GIVEN TASK —
Quote the material below word for word, omitting the pictures from your answer.

--- Begin INPUT FOR THIS TASK ---

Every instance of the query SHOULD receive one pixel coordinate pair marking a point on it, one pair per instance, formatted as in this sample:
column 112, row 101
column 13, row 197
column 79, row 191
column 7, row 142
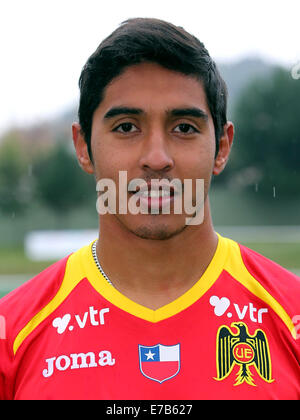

--- End INPUT FOR THIS TASK ---

OUTPUT FOR THIS TASK —
Every instance of the query SHOULD receive one pixel coordinate pair marking a point on it, one pair per instance, formatted as in this sample:
column 112, row 101
column 13, row 197
column 79, row 191
column 7, row 142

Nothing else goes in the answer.